● DOCUMENT SECTION:
========================================================================
Original issue reported on code.google.com by michael.hale@gmail.com on 7 Jan 2011 at 2:07

GoogleCodeExporter commented 8 years ago

Hmmmm, I think an object should return as much information as possible, so if 
NumberOfFunctions is there, then _IMAGE_EXPORT_DIRECTORY should allow access to 
it.  

An interesting question is, if the first half of a structure is gone, should 
you be able to instantiate an object at an invalid address, and read the tail 
half of it's members?

At the moment, if an object is created using obj.Object(), it'll return a 
NoneObject, but if the object is instantiated directly, it'll raise an 
InvalidOffsetError.  If the CType created by obj.Object() is valid, you won't 
get a NoneObject, but when you then ask for a member, it'll be instantiated 
directly at an invalid address and raise the exception.

So we've got several options:

1) Leave it as is
2) Catch InvalidOffsetErrors in the CType member lookup and convert them to an 
AttributeError
3) Catch InvalidOffsetErrors in the CType member lookup and return NoneObjects
4) Force the CType member lookup to use obj.Object when returning members
5) Have obj.Object return a NoneObject if any of the addresses within 
range(offset, offset+structsize) are invalid
6) Something else

So some obversations on these:

1) Not very helpful
2) Changing one error for another
3) What NoneObjects were designed for, but sometimes difficult to spot.  Also 
changes invalid offset handling from exception handling to explicit checking 
for NoneObjects.
========================================================================
● GIVEN RECORDS:
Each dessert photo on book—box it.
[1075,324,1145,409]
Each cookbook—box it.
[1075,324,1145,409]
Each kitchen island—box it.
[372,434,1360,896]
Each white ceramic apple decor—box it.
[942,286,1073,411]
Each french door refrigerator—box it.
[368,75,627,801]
========================================================================
● GIVEN REQUEST: Can you return, word for word, the passage of the NoneObject discussion between "GoogleCodeExporter commented 8" and "of it's members?", inclusive?

● EXERCISE RESULT:
GoogleCodeExporter commented 8 years ago

Hmmmm, I think an object should return as much information as possible, so if 
NumberOfFunctions is there, then _IMAGE_EXPORT_DIRECTORY should allow access to 
it.  

An interesting question is, if the first half of a structure is gone, should 
you be able to instantiate an object at an invalid address, and read the tail 
half of it's members?